Hoje, dentre tudo aquilo que a Rússia possui, existe algo que seu governo e grande parte de seu povo não têm: o apreço pela liberdade. Diferentemente dos artefatos bélicos, ele é insuscetível de ser fabricado.
Praticamente tudo o que foi produzido na URSS, em nome do socialismo, não passa de um esboço mal acabado. Para aqueles que encontram alguma beleza na moldura teórica que sustenta a noção de superação histórica do capitalismo, essa teoria emoldurou muito mais do que as promessas de igualdade. Inegavelmente, Chernobyl é parte desta imagem.
Ainda que se diga que toda sociedade funciona através de complexos processos de tentativa e erro (o que é indiscutível), a grande diferença aqui é o apego ao erro como verdade. De fato, a estagnação da mentalidade da população reflete sua incapacidade em reconstruir uma nova identidade.
Ao provocar as pessoas a pensarem, confrontando-as com fatos que não sabiam ter acontecido ou que preferiam que não tivessem acontecido, Chernobyl colocou-se além do mero entretenimento. É um verdadeiro experimento artístico que mobilizou a opinião pública e possibilitou uma tomada de consciência sobre a situação política global.

▶ _ITENS DE DADOS_:
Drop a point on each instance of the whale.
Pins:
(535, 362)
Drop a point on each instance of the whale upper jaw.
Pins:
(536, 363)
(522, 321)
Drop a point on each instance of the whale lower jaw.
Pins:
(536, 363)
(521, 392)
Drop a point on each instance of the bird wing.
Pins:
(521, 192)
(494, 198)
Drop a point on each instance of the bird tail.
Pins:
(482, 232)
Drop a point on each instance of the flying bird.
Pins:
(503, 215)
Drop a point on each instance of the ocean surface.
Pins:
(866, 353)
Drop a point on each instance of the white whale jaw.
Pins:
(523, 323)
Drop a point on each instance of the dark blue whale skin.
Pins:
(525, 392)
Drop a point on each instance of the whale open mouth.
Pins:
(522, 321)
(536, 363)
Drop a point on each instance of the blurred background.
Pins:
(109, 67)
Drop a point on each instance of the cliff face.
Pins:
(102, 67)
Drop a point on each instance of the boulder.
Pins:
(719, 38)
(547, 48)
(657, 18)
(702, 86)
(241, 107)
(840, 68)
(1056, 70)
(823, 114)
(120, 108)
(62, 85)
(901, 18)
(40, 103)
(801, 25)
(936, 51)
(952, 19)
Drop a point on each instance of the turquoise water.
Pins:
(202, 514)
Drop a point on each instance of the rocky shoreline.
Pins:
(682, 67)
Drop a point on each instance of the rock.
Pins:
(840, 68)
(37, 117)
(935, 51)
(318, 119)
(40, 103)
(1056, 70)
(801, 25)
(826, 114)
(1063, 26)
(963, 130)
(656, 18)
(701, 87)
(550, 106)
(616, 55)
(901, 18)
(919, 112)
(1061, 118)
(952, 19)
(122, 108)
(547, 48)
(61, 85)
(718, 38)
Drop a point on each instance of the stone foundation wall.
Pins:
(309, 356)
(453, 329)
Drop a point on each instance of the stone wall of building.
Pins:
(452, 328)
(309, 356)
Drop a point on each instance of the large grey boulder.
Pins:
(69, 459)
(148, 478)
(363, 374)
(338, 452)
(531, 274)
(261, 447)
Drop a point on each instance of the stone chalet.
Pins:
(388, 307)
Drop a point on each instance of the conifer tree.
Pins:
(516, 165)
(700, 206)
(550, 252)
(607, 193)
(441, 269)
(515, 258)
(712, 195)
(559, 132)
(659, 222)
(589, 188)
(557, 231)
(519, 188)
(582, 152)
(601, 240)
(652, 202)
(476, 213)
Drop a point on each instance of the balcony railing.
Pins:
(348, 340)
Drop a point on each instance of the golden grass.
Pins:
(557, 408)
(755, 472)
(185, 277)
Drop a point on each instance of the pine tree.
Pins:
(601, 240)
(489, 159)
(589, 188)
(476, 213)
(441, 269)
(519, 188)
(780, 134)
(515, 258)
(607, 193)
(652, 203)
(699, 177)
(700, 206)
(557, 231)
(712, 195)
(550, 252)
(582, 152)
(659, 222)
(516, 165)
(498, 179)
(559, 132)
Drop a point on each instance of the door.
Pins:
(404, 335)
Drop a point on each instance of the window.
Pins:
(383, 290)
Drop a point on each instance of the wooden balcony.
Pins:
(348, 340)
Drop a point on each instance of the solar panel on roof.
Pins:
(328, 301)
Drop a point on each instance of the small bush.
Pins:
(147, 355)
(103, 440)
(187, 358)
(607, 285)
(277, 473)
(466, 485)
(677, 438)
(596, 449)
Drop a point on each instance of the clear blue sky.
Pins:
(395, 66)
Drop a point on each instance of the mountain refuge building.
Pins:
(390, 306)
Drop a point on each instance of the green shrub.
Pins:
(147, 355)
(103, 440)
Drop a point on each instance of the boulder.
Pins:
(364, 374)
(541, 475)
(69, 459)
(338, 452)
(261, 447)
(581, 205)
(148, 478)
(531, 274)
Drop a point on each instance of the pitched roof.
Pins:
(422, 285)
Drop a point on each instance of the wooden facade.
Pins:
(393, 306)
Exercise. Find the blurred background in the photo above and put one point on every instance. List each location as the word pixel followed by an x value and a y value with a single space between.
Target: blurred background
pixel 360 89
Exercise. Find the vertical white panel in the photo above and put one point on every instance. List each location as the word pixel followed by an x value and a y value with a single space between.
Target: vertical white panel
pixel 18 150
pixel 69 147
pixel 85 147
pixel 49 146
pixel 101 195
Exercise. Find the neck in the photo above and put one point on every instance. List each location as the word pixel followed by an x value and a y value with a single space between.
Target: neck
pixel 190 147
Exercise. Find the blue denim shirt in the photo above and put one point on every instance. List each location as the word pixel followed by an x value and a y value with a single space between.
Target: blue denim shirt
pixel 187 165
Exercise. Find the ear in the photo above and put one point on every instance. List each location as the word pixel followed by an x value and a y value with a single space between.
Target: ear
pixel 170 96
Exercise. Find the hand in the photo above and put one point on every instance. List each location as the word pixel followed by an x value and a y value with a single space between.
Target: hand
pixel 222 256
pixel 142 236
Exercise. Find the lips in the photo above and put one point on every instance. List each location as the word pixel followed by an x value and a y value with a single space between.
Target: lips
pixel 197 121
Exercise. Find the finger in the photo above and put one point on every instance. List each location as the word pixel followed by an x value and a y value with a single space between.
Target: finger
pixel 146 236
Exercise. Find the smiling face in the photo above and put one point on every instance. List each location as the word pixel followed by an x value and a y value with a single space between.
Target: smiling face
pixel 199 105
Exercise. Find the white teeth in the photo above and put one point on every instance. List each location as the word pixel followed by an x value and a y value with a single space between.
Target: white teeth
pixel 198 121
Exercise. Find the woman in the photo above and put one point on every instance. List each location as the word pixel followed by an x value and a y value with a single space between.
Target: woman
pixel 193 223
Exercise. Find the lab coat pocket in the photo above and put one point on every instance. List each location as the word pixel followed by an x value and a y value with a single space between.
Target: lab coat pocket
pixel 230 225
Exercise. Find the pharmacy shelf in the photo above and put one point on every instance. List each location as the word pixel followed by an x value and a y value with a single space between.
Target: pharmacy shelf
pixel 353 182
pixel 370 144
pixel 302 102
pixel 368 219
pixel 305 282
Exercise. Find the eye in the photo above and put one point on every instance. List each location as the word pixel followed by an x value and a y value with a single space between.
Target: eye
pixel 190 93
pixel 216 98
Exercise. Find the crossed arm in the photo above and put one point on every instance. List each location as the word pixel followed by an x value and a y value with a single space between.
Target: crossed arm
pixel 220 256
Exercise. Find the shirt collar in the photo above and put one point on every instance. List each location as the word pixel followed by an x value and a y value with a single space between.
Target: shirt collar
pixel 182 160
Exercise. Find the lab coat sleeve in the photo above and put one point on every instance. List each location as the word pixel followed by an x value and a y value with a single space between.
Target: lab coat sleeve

▶ _EXERCÍCIOS_:
#1 Indique se cada afirmação abaixo está de acordo com o texto sobre Chernobyl e responda "sim" ou "não", citando literalmente as palavras do texto que decidem a questão.
(a) O apreço pela liberdade pode ser fabricado, assim como os artefatos bélicos.
(b) O texto considera indiscutível que toda sociedade funciona por processos de tentativa e erro.
(c) Chernobyl é apresentado como mero entretenimento.
#2 Responda brevemente com base no texto sobre Chernobyl:
(a) O que o governo da Rússia e grande parte de seu povo não têm?
(b) Como é qualificado praticamente tudo o que foi produzido na URSS em nome do socialismo?
(c) O que reflete a estagnação da mentalidade da população?
Os itens não são necessários para resolver estes exercícios.

▶ _RESPOSTAS_:
#1
(a) Não: "Diferentemente dos artefatos bélicos, ele é insuscetível de ser fabricado."
(b) Sim: "toda sociedade funciona através de complexos processos de tentativa e erro (o que é indiscutível)"
(c) Não: "Chernobyl colocou-se além do mero entretenimento."

#2
(a) O apreço pela liberdade.
(b) Como um esboço mal acabado.
(c) A incapacidade da população em reconstruir uma nova identidade.